Updated

The anti-Halloween crowd is at it again.

It’s an abomination to celebrate a pagan holiday the day before All Saints’ Day, they warn. Halloween makes us revel in death, spider webs on houses and mummies and tombstones on the front lawn.

Such deeds of darkness extend from carving pumpkins to dressing up on college campuses, where deans at places like the University of Colorado Boulder have warned students not to insult anyone with their costumes, to “consider the impact your costume decision” to dress up as cowboys, pole dancers or Native Americans “may have on others in the community.”

All you anti-Hallowhiners, please take a chill pill. Or eat a candy corn, that glorious triumph of sugar, corn syrup, fondant, marshmallow and water that turns your teeth into magical hues of orange and yellow. It isn’t just that Halloween inspires a marvelous, oh-so-American buffet of deep-fried M&Ms, Tootsie Rolls, Twizzlers, and, yes, even deep-fried candy corn. And it’s more than the fact that half the country – more than 157 million Americans – plans to celebrate Halloween this year, with spending forecast to hit $6.9 billion.

All you anti-Hallowhiners, please take a chill pill. Or eat a candy corn, that glorious triumph of sugar, corn syrup, fondant, marshmallow and water that turns your teeth into magical hues of orange and yellow.

### Work to complete
Name every ingredient of candy corn that the Halloween article lists. The listing has no connection to the Halloween article.

### Records supplied
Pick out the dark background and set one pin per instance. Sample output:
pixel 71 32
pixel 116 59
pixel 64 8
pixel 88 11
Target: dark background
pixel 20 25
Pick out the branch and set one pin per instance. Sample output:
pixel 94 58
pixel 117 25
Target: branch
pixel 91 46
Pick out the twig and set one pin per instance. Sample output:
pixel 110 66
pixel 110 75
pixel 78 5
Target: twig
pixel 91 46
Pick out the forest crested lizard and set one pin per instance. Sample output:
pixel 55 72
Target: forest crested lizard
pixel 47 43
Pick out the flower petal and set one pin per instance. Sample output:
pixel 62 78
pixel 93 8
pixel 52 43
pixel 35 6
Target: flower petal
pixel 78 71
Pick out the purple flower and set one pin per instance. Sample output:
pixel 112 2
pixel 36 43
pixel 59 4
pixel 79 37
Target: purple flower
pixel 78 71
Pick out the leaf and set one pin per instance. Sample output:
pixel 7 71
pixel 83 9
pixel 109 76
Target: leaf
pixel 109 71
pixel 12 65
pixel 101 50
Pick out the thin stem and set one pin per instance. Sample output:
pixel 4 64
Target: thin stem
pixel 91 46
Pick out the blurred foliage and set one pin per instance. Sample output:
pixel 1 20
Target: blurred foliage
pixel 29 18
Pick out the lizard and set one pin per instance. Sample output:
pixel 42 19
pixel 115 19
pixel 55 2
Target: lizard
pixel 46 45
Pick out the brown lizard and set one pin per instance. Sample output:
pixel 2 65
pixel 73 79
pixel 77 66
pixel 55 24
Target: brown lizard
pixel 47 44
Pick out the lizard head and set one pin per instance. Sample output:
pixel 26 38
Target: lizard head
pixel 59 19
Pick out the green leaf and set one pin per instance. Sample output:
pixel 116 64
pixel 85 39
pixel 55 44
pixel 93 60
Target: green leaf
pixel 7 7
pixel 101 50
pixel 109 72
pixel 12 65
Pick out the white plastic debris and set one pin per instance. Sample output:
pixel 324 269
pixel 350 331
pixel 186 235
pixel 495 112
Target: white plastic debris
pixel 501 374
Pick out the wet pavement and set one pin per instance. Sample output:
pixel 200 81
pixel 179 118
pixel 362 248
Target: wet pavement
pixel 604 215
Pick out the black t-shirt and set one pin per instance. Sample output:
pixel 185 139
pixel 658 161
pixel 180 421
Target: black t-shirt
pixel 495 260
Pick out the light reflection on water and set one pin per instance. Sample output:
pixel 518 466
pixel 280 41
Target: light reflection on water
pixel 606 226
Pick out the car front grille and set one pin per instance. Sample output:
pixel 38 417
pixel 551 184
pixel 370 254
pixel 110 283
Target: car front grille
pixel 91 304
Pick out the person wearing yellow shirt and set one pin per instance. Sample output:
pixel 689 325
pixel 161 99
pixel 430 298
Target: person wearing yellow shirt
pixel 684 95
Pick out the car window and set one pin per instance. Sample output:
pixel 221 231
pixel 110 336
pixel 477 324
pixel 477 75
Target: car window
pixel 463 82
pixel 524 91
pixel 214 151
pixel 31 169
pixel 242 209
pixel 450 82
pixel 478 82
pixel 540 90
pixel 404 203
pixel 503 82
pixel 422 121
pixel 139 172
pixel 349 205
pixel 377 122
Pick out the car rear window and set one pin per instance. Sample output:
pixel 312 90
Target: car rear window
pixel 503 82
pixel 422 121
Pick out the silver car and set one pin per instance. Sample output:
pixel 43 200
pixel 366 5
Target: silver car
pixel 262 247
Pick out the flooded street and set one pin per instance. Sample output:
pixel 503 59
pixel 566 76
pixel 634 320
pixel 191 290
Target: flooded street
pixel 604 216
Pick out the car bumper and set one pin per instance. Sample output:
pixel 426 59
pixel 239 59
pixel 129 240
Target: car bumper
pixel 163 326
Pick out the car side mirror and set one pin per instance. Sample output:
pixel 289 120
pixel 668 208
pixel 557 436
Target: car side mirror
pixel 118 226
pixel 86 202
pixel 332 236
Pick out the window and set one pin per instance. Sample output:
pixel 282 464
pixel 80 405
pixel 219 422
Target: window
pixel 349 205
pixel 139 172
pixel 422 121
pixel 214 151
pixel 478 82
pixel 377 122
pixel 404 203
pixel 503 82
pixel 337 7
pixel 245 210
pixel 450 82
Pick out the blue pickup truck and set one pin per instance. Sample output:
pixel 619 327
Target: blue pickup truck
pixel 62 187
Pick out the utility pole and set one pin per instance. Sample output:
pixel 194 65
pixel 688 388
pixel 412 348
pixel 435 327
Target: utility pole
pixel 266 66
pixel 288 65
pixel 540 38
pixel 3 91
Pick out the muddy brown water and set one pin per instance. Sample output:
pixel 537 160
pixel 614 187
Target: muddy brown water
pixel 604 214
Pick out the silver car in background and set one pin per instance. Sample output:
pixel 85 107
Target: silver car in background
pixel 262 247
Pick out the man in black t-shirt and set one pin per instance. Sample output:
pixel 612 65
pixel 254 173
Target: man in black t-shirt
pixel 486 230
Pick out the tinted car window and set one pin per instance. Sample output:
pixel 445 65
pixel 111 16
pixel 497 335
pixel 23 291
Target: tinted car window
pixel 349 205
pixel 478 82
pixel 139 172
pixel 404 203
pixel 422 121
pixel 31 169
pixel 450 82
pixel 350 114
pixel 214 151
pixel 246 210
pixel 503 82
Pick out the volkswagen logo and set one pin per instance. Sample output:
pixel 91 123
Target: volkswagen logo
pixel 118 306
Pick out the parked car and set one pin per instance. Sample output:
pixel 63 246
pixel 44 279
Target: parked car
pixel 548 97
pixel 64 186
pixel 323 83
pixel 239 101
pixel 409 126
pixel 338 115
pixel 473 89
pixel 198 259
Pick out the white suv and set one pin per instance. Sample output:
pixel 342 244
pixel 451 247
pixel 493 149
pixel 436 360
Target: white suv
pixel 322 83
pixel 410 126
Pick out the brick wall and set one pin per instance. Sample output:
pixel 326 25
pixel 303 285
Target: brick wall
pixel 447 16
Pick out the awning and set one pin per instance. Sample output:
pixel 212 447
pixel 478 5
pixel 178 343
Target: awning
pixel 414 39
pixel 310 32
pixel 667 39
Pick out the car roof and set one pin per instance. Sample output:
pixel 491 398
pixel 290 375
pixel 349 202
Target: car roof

### Exercise answer
Sugar, corn syrup, fondant, marshmallow and water.